■ PROBLEM DETAILS ■
Give every entry again, unchanged, and leave its images out.
#### DATA EXCERPTS
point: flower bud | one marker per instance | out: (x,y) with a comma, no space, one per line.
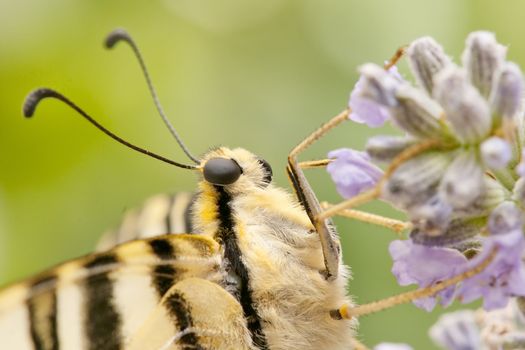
(416,113)
(384,148)
(504,218)
(457,231)
(426,58)
(457,330)
(415,181)
(493,193)
(507,92)
(482,57)
(378,85)
(463,181)
(431,217)
(518,193)
(496,152)
(466,110)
########
■ SOLUTION TO THE PROBLEM ■
point: flower bud | one marker per instance | out: (x,y) with a comma, no space, one per line.
(416,113)
(384,148)
(504,218)
(457,231)
(426,58)
(457,330)
(415,181)
(493,193)
(507,92)
(482,57)
(378,85)
(463,181)
(431,217)
(518,193)
(496,152)
(466,110)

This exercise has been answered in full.